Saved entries
[Start of section]

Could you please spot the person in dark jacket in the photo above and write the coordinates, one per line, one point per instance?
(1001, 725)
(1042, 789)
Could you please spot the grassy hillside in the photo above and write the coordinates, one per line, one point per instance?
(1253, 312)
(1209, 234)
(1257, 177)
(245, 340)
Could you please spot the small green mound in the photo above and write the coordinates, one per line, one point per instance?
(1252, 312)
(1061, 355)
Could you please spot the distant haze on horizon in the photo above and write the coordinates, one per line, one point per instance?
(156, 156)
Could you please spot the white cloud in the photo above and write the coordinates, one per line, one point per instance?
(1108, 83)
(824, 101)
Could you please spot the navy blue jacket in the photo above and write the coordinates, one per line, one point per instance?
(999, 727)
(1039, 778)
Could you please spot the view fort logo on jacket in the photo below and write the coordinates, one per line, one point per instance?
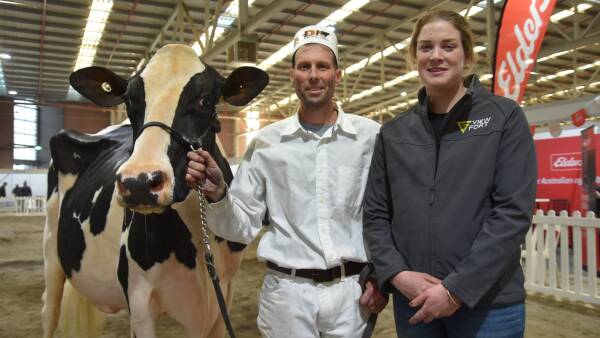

[End of section]

* [What to work on]: Give all the records again, exactly, without images.

* [The completed task]:
Could you please spot the person in dark jacket in the photo above and write the coordinates, one per line, one point per instance?
(1001, 725)
(1042, 789)
Could you please spot the grassy hillside in the photo above and write the coordinates, one per line, one point per instance?
(1253, 312)
(1209, 234)
(1257, 177)
(245, 340)
Could you please spot the small green mound in the photo above and write the coordinates, one per line, one point per instance?
(1252, 312)
(1061, 355)
Could you please spot the distant haze on horizon in the photo above and write the coordinates, one per line, one point per instance?
(156, 156)
Could you please spot the white cloud in the photo above and write the coordinates, one per line, one point per instance?
(1108, 83)
(824, 101)
Could you please spot the navy blue jacket in the photo above and write the coordinates, one per line, one point per instance?
(999, 727)
(1039, 778)
Could you please spot the view fort logo on jacket in the photo below and write the coordinates, one per line, one point per instance?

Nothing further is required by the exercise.